EXERCISES.
[1] In the text on elder abuse in India, translate the sentence "Many seniors don’t live with their children." into Spanish.
[2] According to the text on elder abuse in India, what does the writer consider the movie Baghbaan to be about?

TEXT PASSAGE.
Elder abuse is a term referring to any knowing, intentional or negligent act by a caregiver or any other person that causes harm or serious risk of harm to a vulnerable adult. India has maintenance and welfare senior citizens act.
Here the links to some articles that I wrote last year
What happens in the Indian context is sometimes abuse happens unintentionally, sometimes it is perceived. In the Indian context abuse is experience as
- Verbal abuse.
Interestingly sons are perceived as perpetuators and abuse is reported by relatives. The kind of abuse and prevalence is quite different with socio-economic conditions and interestingly even religious and cultural background. Muslim community has the least leader abuse both perceived and actually as the tenets are ingrained and community steps in. Though with increasing migration syndrome there has been financial abuse, leading to the creation of an elder protection legislature.
This has come up with increased life expectancy and increased medical treatment costs. Seniors have a lack of regular income. Though Baghbaan the movie is touted as elder abuse, I would say it is rather a movie of bad financial management. Many seniors don’t live with their children. What I notice is we a society is not really elder friendly; in the sense our cities and towns do not have spaces for the seniors to walk. Other than Hyderabad railway station getting into a train or a bus is next impossible for a senior. The sidewalks are non-existent.
But an emerging new worry is the younger flock that has migrated, very silent sells away the assets of the seniors. Lack of regular income or financial support from children causes financial crisis in seniors if they need medical aid which has become obscenely expensive in this country.

SOURCE MATERIAL.
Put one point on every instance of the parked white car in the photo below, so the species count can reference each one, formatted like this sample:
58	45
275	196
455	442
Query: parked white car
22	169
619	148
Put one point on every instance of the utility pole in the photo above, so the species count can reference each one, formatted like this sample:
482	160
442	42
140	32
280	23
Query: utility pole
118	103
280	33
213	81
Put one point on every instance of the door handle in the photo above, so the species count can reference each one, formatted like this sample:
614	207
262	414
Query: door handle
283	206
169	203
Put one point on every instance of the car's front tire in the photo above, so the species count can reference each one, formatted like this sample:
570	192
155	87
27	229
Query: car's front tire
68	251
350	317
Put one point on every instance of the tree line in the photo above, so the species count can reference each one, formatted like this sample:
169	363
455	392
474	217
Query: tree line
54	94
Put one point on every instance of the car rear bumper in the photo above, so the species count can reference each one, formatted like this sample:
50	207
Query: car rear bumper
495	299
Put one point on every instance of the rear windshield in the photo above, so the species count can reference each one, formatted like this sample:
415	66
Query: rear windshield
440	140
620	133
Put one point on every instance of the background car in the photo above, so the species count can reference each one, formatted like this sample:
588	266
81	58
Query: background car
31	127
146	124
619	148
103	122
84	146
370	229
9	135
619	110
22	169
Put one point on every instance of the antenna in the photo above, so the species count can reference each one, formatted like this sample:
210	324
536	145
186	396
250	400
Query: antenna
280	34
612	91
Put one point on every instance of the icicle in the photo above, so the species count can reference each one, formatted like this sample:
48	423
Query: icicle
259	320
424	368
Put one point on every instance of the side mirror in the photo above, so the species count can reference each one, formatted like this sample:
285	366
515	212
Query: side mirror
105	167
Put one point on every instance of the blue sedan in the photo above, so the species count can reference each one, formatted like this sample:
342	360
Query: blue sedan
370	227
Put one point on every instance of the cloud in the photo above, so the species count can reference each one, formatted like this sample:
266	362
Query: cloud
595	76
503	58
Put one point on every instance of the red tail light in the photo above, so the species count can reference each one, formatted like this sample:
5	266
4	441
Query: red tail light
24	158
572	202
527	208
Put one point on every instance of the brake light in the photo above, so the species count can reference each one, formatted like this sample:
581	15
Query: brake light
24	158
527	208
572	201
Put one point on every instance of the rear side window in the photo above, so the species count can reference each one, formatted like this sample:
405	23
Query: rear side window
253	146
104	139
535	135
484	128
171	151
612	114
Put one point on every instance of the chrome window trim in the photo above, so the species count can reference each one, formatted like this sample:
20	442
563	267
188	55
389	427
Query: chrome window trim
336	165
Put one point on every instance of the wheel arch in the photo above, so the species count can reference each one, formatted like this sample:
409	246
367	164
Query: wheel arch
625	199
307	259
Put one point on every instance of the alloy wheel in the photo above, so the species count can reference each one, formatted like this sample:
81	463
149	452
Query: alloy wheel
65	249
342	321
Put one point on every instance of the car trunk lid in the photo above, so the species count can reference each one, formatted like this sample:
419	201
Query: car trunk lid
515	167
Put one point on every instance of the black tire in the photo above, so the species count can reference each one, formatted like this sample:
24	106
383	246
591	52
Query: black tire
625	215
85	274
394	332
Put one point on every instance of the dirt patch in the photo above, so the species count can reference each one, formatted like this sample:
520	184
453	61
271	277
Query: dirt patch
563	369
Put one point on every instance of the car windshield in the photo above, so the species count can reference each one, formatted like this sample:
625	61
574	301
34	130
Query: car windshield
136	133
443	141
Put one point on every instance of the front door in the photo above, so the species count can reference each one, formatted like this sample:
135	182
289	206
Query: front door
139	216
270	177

ANSWERS FOR EACH ITEM.
[1] Muchas personas mayores no viven con sus hijos.

[2] Bad financial management.